## SET PROBLEM
Return the full material exactly.

## RECORDS TO USE
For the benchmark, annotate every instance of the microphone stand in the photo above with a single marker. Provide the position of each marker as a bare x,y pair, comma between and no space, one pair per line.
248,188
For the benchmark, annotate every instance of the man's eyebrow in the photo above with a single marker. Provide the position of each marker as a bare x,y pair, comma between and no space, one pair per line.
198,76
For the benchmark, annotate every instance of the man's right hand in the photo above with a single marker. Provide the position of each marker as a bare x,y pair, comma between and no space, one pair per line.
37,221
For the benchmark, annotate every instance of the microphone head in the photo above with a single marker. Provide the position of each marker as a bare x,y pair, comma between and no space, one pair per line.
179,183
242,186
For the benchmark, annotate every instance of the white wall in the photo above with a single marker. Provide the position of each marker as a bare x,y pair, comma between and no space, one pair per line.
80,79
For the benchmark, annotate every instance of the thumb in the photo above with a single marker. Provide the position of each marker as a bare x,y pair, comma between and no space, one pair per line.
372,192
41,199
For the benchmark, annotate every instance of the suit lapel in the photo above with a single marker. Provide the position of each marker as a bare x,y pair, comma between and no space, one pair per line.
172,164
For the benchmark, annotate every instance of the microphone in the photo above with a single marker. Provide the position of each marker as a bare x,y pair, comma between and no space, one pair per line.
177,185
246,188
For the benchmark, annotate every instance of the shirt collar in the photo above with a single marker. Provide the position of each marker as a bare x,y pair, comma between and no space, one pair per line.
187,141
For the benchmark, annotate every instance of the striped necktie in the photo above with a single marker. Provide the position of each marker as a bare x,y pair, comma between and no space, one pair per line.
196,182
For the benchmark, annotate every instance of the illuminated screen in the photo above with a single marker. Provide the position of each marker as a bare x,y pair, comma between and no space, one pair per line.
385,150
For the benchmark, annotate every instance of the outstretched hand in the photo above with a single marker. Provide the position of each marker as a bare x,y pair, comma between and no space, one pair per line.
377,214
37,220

## OUTPUT FOR THIS EXERCISE
For the benchmark, annotate every instance of the microphone stand in the photo above with a single marker. Provide the position of each marker as a bare x,y pair, comma between and no space, one pair per line.
248,188
For the benchmark, annotate every instance of the man's eyebrow in the photo above with a single marker. Provide the position of each marker as a bare x,y pair, comma between and no space, one pair per line.
198,76
For the benchmark, annotate every instance of the man's right hand in the photo above with a single marker. Provide the position of each marker as a bare x,y pair, comma between and no space, one pair per line.
37,221
For the benchmark, annotate every instance of the microphone head in the photo above with a single marker. Provide the position of each marker as a bare x,y pair, comma between and no space, one pair per line.
179,183
242,186
For the benchmark, annotate every instance of the white wall in the photo above with a single marker. Provide the position of each marker as a bare x,y pair, comma between and no space, one pair per line.
80,79
For the benchmark, annotate every instance of the thumb in the photo above with a single marker. Provide the position of each marker as a bare x,y pair, comma between and no space, one pair per line.
372,192
41,199
For the benchmark, annotate every instance of the suit lapel in the photo above with a single marker. Provide the position of each marker as a bare x,y pair, comma between and no space, one pair per line.
172,164
For the benchmark, annotate every instance of the microphone in the photo above with a single marker. Provide the position of each marker as a bare x,y pair, comma between and no space, one pair per line.
177,185
246,188
For the benchmark, annotate every instance of the shirt collar in the photo above with a single marker. Provide the position of each marker as a bare x,y pair, comma between and no space, one pair per line.
187,141
For the benchmark, annotate every instance of the striped necktie in the photo above with a single marker. Provide the position of each marker as a bare x,y pair, comma between and no space, one pair per line.
196,182
For the benchmark, annotate every instance of the illuminated screen in the photo above with a single marker. Provide the position of each marker as a bare x,y pair, comma between and no space, one pair per line.
385,150
For the benchmark, annotate every instance of the outstretched hand in the photo above with a single marker. Provide the position of each marker as a bare x,y pair, comma between and no space, one pair per line.
377,214
37,220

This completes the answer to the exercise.